[Data entries]

-------

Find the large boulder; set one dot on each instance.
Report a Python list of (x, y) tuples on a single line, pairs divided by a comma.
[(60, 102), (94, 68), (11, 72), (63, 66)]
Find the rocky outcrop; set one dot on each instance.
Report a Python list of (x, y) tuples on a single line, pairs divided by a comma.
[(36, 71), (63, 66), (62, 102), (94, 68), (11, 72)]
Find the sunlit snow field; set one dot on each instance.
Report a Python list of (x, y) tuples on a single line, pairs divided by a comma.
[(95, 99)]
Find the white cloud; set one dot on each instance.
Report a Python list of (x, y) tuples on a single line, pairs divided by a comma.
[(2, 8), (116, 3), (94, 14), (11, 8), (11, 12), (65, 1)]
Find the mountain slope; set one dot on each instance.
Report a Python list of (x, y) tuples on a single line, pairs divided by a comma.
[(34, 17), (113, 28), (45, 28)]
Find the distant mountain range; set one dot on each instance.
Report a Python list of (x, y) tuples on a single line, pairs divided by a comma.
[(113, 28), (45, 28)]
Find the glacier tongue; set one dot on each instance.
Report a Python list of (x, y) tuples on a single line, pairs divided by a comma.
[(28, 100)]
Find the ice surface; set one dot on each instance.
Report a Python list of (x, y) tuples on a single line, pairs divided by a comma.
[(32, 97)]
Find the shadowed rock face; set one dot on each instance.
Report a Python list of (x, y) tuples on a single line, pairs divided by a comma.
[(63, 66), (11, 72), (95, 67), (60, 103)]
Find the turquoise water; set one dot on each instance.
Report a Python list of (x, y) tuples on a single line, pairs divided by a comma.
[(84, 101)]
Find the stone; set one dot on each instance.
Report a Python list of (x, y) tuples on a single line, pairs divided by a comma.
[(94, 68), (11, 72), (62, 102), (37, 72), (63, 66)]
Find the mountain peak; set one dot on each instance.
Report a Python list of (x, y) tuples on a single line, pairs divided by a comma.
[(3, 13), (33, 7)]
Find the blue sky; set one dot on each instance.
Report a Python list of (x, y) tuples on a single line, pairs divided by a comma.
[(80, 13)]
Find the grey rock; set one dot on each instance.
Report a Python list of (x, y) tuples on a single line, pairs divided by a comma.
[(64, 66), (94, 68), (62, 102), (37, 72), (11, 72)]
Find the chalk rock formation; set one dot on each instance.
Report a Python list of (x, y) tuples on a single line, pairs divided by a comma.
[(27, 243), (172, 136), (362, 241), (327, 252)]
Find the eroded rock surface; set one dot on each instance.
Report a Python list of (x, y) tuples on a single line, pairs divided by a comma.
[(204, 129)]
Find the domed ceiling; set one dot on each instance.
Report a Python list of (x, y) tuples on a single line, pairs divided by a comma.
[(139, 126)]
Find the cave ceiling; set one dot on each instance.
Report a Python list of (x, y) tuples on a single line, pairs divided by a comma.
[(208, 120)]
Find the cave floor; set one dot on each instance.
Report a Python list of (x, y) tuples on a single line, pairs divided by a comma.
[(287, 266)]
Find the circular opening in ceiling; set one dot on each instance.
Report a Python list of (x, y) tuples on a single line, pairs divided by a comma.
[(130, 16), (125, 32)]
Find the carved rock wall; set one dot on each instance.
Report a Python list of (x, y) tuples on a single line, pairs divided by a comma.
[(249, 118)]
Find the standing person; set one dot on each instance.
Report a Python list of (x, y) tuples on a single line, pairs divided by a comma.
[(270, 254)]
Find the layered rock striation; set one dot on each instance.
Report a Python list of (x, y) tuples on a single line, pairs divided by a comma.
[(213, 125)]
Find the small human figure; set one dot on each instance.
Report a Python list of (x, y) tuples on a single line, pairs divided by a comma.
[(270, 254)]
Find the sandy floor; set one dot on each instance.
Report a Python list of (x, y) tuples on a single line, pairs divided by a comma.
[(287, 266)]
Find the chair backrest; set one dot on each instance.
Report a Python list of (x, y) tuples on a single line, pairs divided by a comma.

-------

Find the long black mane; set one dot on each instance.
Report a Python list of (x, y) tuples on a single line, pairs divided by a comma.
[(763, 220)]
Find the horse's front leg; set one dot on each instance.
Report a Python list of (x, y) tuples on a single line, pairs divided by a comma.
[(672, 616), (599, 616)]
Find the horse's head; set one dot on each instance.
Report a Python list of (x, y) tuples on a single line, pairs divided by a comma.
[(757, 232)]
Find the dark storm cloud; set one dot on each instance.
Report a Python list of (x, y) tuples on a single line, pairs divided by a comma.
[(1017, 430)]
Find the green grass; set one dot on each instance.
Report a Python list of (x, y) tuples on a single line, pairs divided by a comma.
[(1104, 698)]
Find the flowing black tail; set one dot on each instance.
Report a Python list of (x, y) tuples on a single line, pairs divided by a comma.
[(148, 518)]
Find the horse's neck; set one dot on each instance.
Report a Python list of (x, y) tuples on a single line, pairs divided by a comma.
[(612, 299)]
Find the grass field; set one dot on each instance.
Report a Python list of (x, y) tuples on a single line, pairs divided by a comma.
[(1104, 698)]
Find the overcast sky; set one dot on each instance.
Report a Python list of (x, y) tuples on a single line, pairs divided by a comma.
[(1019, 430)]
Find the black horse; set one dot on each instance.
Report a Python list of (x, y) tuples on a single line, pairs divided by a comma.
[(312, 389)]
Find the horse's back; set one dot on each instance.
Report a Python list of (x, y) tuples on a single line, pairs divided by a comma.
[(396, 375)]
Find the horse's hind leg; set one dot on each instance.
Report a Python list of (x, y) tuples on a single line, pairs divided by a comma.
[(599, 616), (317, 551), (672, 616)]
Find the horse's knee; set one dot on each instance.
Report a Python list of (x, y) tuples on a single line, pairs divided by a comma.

-------

## PROBLEM REQUIREMENTS
If a line in the records above has the word "floor", copy it.

## ANSWER TO THIS EXERCISE
Find the cave floor; set one dot on each instance.
Find the sandy floor; set one dot on each instance.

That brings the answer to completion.